EXERCISE AIM.
Beginning at the line with "Objective — for every instance of the potted", output each line to the end of the listing below exactly, please.

GIVEN RECORDS.
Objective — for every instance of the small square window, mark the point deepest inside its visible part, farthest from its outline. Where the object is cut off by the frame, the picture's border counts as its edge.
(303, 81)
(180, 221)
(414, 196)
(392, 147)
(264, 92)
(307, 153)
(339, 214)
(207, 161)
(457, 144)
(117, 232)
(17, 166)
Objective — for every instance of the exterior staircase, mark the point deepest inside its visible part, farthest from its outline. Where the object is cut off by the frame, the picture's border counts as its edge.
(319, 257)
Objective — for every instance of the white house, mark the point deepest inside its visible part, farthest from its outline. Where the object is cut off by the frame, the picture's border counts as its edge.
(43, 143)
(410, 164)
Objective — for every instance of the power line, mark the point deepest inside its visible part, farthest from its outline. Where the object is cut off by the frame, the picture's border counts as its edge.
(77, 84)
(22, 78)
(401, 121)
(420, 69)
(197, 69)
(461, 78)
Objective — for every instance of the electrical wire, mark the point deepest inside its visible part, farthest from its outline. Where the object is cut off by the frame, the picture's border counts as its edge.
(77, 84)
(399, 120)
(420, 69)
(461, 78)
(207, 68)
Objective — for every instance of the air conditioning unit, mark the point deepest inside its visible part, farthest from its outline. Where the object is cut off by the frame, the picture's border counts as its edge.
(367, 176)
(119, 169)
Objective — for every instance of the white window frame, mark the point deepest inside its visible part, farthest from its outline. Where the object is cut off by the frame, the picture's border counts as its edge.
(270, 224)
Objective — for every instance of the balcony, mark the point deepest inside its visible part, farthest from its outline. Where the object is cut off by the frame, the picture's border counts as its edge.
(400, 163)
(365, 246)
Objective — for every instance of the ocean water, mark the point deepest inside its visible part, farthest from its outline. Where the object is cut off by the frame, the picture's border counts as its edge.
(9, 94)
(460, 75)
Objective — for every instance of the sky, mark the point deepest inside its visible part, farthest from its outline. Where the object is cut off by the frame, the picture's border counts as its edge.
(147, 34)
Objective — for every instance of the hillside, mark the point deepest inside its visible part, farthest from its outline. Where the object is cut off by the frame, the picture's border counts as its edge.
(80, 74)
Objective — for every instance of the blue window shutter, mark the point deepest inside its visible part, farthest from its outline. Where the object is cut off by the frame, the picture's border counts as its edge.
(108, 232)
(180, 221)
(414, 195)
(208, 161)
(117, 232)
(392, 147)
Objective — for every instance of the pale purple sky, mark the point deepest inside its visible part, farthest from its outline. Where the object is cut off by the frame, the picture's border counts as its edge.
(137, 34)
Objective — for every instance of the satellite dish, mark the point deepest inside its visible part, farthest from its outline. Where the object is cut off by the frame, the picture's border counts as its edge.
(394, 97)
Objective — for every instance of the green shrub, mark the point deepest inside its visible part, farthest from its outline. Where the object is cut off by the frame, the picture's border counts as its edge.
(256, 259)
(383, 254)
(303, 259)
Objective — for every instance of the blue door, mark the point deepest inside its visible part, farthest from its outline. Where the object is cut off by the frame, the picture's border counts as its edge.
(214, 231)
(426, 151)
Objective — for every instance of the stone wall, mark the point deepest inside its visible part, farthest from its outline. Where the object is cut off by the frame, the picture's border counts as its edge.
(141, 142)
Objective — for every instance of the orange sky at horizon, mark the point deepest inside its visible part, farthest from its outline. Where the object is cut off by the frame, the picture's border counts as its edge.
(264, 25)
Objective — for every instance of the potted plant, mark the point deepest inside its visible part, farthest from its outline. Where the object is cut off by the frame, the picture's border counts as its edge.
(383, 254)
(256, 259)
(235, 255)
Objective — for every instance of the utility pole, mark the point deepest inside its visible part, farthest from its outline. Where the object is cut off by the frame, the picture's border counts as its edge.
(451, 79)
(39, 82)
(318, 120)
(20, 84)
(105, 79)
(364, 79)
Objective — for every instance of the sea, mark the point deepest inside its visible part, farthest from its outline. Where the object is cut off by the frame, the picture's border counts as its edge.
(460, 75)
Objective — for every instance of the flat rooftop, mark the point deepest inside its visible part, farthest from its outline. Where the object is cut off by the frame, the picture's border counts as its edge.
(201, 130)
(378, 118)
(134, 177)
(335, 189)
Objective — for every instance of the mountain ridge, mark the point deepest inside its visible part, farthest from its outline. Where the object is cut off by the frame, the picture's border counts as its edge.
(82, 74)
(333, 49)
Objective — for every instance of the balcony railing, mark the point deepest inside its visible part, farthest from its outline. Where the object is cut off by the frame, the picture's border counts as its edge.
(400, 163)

ANSWER TO THIS TASK.
Objective — for every instance of the potted plant, mark the point deepest inside its visible part, farthest from its outline. Where the object is cut off by the frame, the picture's border counts as its edge.
(383, 254)
(256, 259)
(235, 255)
Objective — for every instance of the utility pole, mark the point deepest inside its visible part, farthest from its outline. Where the object is cut off by the frame, the picture's border counts as its edge.
(451, 79)
(39, 82)
(318, 120)
(20, 84)
(105, 79)
(364, 79)
Objective — for every instance of the sea, mark the point deepest inside its visible part, farthest from its outline. Where the object is cut off by the frame, the picture's border counts as its edge.
(460, 75)
Objective — for every instance of the flat rooftop, mark the point deepest inside its visible part, farthest from its outline. Where the object is cut off by the frame, the picture's border counts as its edge.
(201, 130)
(378, 118)
(134, 177)
(335, 189)
Objective — for every instance of the mountain ridge, mark the point deepest inside its visible part, farthest from its outline. Where the object is cut off by the frame, the picture's border counts as its edge.
(82, 74)
(333, 49)
Objective — for every instance of the balcony railing, mark the point deepest inside its visible part, farthest from its outline. Where the object is cut off by the frame, the picture's border counts as its edge.
(400, 163)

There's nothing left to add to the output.